Document text:

We expect this map function to satisfy two rules:

Rule #1: map must transform the composition operator in the source category to the composition operator in the destination category:
map (f ._A g) = map f ._B map g
This is the "composition law".

Rule #2: map must transform the identity in the source category to the identity in the destination category:
map idA = idB
This is the "identity law".

Together these two rules are the "functor laws" (technically, the covariant functor laws).

In the last section, our source category "A" was the category of ordinary functions:
idA   = id
(._A) = (.)
... and our destination category "B" was the Kleisli category:
idB   = return
(._B) = (<=<)
... and our map function obeyed the functor laws:
map id = return
map (f . g) = map f <=< map g
In other words, functors serve as adapters between categories that promote code written for the source category to be automatically compatible with the destination category. Functors arise every time we write compatibility layers and adapters between different pieces of software.

Functors hidden everywhere

I'll provide a few more examples of functors to tickle people's brains and show how functors arise all the time in your code without you even realizing it. For example, consider the length function:
length :: [a] -> Int
We can treat list concatenation as a category, where:
(.) = (++)
id  = []

[] ++ x = x                    -- Left  identity
x ++ [] = x                    -- Right identity
(x ++ y) ++ z = x ++ (y ++ z)  -- Associativity
Similarly, we can treat addition as a category, where:
(.) = (+)
id  = 0

0 + x = x                  -- Left  identity
x + 0 = x                  -- Right identity
(x + y) + z = x + (y + z)  -- Associativity
Then length is a functor from the category of list concatentation to the category of integer addition:
-- Composition law
length (xs ++ ys) = length xs + length ys

-- Identity law
length [] = 0
Or consider the pipe function from Control.Pipe:
pipe :: (Monad m) => (a -> b) -> Pipe a b m r

-- Composition law
pipe (f . g) = pipe f <+< pipe g

-- Identity law
pipe id = idP
Also, concat defines a functor from one list concatenation to another:
-- Composition
concat (x ++ y) = concat x ++ concat y

-- Identity
concat [] = []
So don't assume that the Functor class is in any way representative of the full breadth of functors.

Dataset entries:

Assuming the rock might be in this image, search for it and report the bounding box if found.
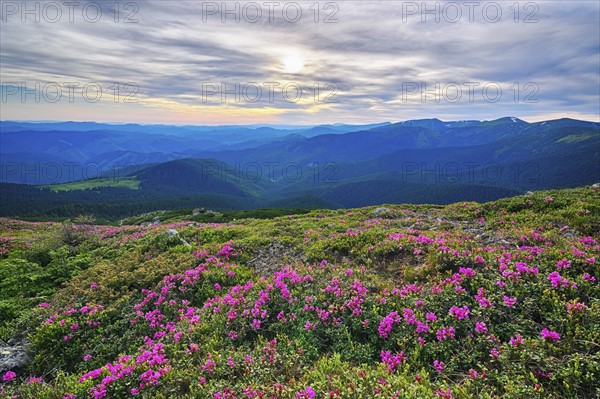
[0,338,31,374]
[371,208,392,217]
[248,242,307,276]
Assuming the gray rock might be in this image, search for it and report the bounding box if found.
[0,338,31,373]
[248,242,307,276]
[371,208,392,217]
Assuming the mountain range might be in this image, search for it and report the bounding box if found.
[0,117,600,219]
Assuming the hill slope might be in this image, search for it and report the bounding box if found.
[0,187,600,399]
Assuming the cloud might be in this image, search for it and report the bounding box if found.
[0,0,600,123]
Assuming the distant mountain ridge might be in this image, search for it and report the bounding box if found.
[0,117,600,220]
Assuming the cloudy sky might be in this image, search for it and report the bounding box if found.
[0,0,600,124]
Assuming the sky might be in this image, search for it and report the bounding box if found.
[0,0,600,125]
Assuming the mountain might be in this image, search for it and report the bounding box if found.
[0,117,600,218]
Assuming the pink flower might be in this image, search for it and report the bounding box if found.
[296,386,317,399]
[540,328,560,342]
[2,371,17,382]
[583,273,596,282]
[509,334,525,346]
[435,388,454,399]
[475,321,488,333]
[502,295,517,308]
[450,305,471,320]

Tasks to perform:
1. Answer these from the text on functor laws:
(a) What name does the text give to Rule #1?
(b) In the last section, which category served as the destination category "B"?
(c) What equation states the identity law for the length function?
2. Translate this sentence from the text on functor laws into Spanish: "Functors arise every time we write compatibility layers and adapters between different pieces of software."
The items are separate material and are not part of the text on functor laws.

Responses for each task:
1.
(a) The "composition law".
(b) The Kleisli category.
(c) length [] = 0

2. Los functores surgen cada vez que escribimos capas de compatibilidad y adaptadores entre distintas piezas de software.